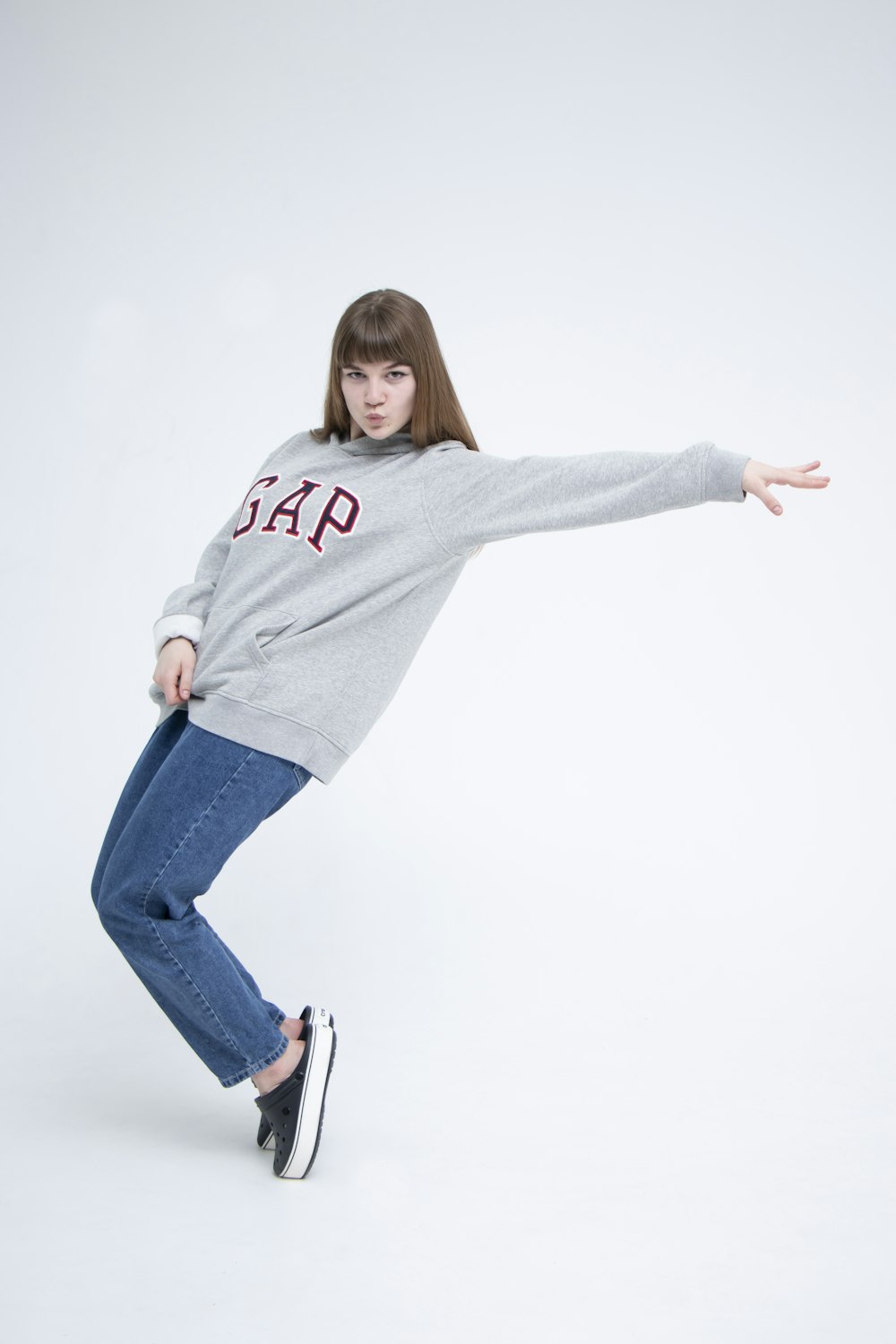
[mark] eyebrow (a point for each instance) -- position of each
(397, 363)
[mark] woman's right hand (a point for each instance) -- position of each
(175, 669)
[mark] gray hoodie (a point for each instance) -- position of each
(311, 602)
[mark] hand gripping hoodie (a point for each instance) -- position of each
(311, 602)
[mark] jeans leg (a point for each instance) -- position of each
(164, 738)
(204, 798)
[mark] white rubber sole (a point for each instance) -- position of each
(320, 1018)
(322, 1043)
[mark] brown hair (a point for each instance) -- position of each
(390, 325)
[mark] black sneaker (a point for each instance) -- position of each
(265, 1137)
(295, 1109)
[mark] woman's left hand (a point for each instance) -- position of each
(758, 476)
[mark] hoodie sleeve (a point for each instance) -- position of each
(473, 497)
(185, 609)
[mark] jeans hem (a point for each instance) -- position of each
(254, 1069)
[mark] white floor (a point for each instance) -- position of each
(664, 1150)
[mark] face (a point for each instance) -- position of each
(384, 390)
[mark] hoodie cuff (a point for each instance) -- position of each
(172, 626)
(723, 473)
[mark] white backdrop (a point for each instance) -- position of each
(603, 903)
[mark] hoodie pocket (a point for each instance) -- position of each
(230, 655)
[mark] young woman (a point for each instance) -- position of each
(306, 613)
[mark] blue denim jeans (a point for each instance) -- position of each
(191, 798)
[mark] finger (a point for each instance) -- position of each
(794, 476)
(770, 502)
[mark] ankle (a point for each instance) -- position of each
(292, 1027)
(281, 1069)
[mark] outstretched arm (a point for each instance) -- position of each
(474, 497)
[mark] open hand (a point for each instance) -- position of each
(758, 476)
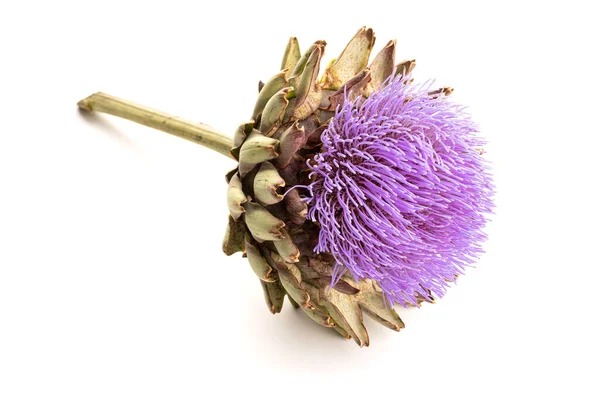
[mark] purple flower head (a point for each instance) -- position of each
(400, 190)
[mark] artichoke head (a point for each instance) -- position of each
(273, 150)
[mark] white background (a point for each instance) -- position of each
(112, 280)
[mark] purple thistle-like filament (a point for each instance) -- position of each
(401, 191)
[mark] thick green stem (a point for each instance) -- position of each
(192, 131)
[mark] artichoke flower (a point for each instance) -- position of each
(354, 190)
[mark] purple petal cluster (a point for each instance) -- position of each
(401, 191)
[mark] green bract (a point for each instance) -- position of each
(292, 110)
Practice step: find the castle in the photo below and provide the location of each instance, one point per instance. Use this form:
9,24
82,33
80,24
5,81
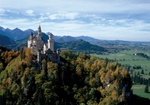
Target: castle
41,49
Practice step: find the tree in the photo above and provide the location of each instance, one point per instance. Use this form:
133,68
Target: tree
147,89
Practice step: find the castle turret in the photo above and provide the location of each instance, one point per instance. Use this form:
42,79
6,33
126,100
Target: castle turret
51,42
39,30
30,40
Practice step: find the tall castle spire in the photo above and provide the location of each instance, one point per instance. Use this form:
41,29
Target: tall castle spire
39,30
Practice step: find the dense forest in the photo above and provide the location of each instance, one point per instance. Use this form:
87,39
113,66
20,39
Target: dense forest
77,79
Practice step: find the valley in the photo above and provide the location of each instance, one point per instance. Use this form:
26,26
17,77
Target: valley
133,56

▶ _REQUIRED WORK_: From the line that contains "Target: tall castle spire" through the final line of the entries above, every line must be reproduced exactly and nothing more.

▶ _RESPONSE BOX_:
Target: tall castle spire
39,30
Practice step: find the dense forest in the photo above and provide the location of each instance, one point per instance. Use this form:
87,39
113,66
20,39
Target: dense forest
77,79
Practice step: find the valley in the photo above and provide the location of each instance, one point per instance. Use this form:
26,26
17,77
Target: valley
133,56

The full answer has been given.